Youngs Seafood, based in Grimsby, is the UK’s leading fish brand and one of the most renowned names in seafood with returns of more than £300m a year and a tradition that spans more than 200 years. Part of the Foodvest group, a £1.1bn European seafood and frozen food business, Youngs is a top 25 grocery brand and benefits from a sales growth of around 20% a year. (Young’s Seafood, 2009)
To begin, do not confuse marketing with sales. It’s a common error for any business to place sales together with marketing under the assumption that the two units are different parts of the same department. This is because policies can be related.
Marketing starts long before a company has a product. Marketing is the homework that managers undertake to assess needs, measure their extent and intensity and determine whether a profitable opportunity exists. (Kotler, Armstrong 2001, page 6)
Marketing will guide a business to understand who the potential customers are, locate and price the product compared to the competition and place the business in the market place. Marketing will also help a business identify the potential prospects for self promotion.
This report will begin with a brief description on the 3 business analytical tools PEST, SWOT and Porters 5 Forces, followed by examples of how these methods are used within the Youngs Seafood business.
The Marketing Mix will be explained in chapter 2 with instances pertaining to the marketing strategy of the exampled business above.
In the third and final chapter, the author will describe the marketing approaches used by the Public, Private and Voluntary sectors and the relationships with the customers.
PEST analysis (Figure 1) is a means for understanding market growth or decline and the position, potential and direction for a business.
PEST is an acronym for Political, Economic, Social and Technological factors, which can be used to measure the market for a company or organisational division. PEST analysis can be used as a support for reviewing a position and can, like SWOT (Strengths, Weaknesses, Opportunities, Threats analysis) analysis and Porter’s five forces model be beneficial to a company to review a situation or policy. PEST is regarded as a research tool of external factors within a business such as the market against the internal factors primarily examined within business used by SWOT. (Rushton et al 2006, page 105)

# Raw records
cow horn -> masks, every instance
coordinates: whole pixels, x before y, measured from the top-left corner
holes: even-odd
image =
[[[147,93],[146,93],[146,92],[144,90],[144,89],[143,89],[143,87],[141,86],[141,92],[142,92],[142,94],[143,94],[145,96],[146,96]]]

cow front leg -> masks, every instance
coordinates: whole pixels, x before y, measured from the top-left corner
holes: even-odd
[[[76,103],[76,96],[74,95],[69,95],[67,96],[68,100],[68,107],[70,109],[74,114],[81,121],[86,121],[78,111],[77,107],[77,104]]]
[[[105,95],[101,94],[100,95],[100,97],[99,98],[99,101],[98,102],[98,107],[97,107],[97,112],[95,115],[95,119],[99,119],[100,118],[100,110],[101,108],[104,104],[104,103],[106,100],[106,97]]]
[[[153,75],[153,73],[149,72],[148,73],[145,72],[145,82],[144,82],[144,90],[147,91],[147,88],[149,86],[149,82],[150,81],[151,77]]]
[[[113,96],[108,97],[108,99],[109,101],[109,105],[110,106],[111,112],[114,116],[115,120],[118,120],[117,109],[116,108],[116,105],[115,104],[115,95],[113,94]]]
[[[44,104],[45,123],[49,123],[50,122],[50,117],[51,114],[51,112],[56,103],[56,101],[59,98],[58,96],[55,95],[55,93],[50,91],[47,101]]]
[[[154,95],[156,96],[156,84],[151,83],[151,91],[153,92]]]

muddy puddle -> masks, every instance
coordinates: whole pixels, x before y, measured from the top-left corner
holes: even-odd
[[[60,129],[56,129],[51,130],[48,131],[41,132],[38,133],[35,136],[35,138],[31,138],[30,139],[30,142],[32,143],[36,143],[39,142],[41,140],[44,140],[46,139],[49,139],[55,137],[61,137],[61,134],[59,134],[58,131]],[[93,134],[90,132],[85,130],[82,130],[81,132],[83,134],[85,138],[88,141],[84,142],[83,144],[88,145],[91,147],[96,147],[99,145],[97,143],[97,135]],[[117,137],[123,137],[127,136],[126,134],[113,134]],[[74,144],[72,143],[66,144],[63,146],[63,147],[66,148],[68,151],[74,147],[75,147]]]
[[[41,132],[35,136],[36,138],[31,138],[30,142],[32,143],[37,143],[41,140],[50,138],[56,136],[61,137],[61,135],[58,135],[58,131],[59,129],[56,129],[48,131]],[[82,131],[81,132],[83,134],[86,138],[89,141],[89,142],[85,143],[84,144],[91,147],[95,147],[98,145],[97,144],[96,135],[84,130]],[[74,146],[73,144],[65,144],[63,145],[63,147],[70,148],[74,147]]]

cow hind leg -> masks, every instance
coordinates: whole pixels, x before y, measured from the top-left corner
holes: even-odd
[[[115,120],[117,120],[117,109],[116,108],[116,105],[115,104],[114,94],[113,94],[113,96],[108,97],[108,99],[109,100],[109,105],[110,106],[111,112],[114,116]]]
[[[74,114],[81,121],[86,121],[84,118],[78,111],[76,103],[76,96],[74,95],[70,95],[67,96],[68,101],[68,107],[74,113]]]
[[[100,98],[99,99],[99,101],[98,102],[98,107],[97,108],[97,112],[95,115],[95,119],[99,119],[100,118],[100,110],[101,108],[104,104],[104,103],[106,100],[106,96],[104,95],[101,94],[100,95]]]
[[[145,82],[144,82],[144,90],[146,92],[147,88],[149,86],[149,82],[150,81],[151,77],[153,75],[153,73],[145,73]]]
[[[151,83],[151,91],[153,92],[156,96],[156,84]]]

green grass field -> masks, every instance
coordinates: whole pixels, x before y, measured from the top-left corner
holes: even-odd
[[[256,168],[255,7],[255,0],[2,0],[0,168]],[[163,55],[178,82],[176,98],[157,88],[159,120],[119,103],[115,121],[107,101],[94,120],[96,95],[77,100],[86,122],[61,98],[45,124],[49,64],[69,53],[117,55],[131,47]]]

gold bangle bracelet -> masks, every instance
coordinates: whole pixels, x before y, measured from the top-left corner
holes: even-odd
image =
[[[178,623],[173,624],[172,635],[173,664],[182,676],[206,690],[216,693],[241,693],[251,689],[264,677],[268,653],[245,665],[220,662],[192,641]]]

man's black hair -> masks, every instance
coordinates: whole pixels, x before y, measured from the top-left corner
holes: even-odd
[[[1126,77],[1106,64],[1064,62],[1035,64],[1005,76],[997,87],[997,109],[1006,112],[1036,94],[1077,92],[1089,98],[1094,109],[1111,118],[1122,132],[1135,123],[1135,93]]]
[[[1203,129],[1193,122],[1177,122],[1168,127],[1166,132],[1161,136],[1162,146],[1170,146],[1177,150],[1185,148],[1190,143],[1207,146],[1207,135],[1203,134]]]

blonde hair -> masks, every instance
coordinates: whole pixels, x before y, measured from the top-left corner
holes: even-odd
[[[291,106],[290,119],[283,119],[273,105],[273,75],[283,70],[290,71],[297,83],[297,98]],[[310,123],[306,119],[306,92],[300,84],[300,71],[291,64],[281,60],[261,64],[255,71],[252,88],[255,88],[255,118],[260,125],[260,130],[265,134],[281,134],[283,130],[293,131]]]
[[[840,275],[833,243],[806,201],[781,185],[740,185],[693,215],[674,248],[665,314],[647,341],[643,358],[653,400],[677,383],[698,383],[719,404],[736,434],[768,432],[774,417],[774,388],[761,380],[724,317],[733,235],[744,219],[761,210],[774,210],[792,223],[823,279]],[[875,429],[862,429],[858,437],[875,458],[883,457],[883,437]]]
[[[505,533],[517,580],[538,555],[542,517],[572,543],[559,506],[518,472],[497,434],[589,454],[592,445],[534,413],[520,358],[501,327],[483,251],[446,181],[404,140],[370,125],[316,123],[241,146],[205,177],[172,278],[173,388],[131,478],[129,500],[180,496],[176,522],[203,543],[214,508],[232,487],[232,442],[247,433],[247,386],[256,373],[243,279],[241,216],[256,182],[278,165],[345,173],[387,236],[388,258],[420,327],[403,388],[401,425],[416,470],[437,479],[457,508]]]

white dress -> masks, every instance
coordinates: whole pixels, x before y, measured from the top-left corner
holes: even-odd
--
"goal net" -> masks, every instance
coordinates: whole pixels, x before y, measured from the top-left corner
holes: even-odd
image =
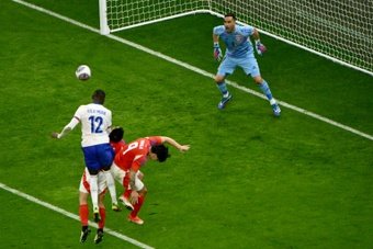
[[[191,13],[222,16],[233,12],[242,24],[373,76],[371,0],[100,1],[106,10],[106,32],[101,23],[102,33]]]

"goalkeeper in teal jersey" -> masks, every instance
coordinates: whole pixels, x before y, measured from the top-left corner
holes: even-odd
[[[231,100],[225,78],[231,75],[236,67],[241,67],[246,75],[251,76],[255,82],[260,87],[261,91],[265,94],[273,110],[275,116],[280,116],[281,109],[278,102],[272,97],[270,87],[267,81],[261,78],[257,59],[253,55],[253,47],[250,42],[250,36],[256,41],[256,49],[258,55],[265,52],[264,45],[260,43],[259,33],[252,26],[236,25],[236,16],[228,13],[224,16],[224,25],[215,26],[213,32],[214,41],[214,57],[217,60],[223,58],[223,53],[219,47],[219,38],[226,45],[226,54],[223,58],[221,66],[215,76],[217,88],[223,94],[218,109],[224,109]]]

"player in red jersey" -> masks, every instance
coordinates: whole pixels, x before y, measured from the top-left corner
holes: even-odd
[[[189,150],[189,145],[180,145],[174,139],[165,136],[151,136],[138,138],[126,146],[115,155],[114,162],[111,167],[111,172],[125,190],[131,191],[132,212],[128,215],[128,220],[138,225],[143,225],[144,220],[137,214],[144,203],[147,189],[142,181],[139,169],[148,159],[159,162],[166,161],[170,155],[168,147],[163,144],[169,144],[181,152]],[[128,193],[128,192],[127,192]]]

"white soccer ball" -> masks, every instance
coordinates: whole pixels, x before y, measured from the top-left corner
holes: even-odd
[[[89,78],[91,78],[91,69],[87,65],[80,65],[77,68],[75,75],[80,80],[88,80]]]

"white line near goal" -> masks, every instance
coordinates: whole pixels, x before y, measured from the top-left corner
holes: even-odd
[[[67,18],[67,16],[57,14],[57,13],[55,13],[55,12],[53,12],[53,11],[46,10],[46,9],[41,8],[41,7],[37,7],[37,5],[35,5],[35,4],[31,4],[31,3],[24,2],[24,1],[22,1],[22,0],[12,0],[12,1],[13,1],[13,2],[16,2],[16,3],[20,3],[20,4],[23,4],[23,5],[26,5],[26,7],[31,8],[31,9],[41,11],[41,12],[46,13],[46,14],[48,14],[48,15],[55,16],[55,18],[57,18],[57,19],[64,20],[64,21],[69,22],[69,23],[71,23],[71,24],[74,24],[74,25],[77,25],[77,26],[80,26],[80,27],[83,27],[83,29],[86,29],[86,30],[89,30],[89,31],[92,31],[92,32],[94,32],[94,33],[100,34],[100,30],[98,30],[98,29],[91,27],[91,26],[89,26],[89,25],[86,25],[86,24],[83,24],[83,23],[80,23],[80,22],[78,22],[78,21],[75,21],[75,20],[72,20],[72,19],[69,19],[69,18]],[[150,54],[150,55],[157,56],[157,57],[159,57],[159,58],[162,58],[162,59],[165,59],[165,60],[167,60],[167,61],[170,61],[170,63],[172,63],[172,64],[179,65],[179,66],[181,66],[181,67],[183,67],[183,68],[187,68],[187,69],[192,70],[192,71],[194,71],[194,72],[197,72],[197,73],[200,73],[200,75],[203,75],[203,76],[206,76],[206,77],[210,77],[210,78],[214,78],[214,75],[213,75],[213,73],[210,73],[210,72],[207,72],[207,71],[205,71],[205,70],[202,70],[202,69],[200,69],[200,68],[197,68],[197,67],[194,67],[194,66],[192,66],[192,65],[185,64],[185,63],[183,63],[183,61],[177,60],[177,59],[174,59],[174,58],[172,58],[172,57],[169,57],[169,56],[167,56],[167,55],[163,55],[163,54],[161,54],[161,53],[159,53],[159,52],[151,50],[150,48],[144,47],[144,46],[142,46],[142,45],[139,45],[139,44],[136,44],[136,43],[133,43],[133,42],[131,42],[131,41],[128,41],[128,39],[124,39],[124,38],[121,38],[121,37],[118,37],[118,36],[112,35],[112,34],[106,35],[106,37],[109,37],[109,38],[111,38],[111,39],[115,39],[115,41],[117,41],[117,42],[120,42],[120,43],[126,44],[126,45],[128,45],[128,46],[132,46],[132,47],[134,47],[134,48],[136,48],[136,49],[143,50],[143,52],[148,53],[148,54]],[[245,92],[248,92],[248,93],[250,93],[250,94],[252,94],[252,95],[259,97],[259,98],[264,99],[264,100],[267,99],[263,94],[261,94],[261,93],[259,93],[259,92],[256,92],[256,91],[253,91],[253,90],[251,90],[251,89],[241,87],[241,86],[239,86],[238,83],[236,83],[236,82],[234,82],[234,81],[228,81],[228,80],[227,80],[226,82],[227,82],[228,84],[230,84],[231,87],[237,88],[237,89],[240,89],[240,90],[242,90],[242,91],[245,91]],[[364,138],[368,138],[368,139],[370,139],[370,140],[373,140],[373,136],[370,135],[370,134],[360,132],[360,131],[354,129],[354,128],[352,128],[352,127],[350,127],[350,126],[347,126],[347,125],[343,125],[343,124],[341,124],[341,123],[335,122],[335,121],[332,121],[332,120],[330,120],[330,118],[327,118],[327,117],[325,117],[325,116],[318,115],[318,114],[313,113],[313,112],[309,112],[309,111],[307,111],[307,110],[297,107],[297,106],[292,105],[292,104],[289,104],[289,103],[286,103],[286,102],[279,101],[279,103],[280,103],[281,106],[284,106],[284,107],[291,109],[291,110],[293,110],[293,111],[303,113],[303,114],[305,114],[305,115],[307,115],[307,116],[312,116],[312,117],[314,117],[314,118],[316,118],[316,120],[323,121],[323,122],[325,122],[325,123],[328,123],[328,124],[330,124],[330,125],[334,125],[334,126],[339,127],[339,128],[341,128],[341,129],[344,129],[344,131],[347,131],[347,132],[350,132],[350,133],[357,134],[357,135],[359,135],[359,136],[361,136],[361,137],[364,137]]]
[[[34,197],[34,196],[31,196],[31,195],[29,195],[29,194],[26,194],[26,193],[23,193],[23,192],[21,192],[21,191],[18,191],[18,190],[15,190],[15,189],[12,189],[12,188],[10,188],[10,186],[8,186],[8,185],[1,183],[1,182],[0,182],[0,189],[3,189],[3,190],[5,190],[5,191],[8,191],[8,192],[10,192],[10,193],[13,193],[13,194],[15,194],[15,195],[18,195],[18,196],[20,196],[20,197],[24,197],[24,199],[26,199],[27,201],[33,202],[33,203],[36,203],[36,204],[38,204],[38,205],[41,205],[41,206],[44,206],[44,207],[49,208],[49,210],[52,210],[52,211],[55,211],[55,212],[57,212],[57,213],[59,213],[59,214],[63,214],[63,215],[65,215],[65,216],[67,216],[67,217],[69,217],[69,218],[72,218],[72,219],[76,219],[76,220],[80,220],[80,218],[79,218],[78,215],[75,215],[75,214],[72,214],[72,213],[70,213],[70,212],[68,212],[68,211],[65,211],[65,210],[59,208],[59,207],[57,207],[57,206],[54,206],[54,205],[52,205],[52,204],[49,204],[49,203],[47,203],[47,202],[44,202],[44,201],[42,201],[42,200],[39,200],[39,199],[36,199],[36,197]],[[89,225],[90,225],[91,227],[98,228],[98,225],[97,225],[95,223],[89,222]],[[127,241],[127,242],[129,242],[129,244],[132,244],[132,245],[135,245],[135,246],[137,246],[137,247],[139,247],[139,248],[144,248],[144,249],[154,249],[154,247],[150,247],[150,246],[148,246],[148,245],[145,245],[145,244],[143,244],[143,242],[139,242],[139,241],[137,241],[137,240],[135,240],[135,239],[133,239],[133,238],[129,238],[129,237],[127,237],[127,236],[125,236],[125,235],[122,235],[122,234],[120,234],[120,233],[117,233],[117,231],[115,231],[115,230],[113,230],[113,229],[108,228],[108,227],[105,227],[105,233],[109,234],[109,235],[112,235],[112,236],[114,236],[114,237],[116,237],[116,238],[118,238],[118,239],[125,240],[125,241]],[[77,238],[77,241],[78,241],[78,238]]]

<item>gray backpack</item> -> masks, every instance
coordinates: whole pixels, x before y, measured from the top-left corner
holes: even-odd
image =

# Work to do
Carry the marketing report on Youngs Seafood further, picking up right after its last sentence. You can leave the listing aside; it plays no part here.

# Result of the task
The SWOT (Strengths, Weaknesses, Opportunities, and Threats) framework is a valuable step for a business analysis and is frequently seen within a business marketing plans. Assessing an industries strengths, weaknesses, market opportunities, and threats through a SWOT analysis (Figure 2) is a process that can offer a powerful insight into the potential and vital issues affecting a project.
SWOT analysis begins by conducting an account of internal strengths and weaknesses in a business venture. The purpose of SWOT analysis is to identify positive or negative factors within a project, allowing an objective look at a idea. A SWOT analysis can identify which of the factors represent the organisations strengths and weaknesses as part of the internal environment and which of the factors represent opportunities and threats. (Masterson and Pickton 2004, page 360)
Porters Five Forces
The model of the Five Competitive Forces was devised by Michael Porter in his book” Competitive Strategy: Techniques for Analysing Industries and Competitors” in 1980.
These forces can help a business to analyse everything from the strength of the competition to the prosperity and attractiveness of an industry.
Porters 5 forces analysis helps firms to analyse the strength of competitive threats and is particular useful to a firm considering entering a new market. (Masterson and Pickton 2004, page 77)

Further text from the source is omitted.